— 지시문 —
“# test: pointer” 부분이 들어 있는 줄에서 시작해 “point(373, 298)” 부분이 들어 있는 줄에서 끝나는 줄들을, 양 끝 줄까지 포함해 그대로 추출해 주시겠어요?

— 제공 자료 —

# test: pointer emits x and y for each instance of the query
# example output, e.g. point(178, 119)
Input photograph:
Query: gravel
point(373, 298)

...

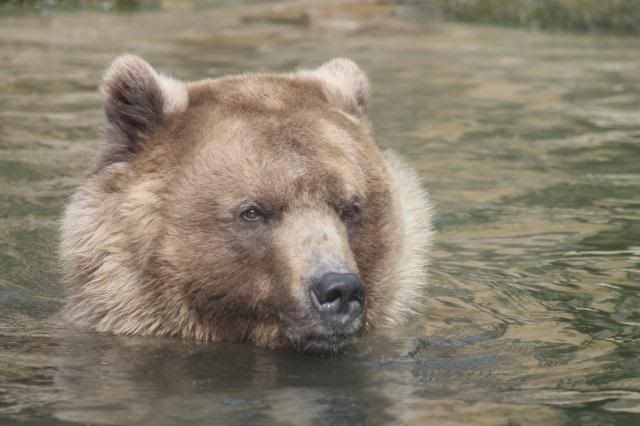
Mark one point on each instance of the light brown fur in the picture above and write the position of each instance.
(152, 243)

— 예상 출력 —
# test: pointer emits x and y for each instance of the query
# example output, e.g. point(178, 119)
Input photograph:
Query: gravel
point(373, 298)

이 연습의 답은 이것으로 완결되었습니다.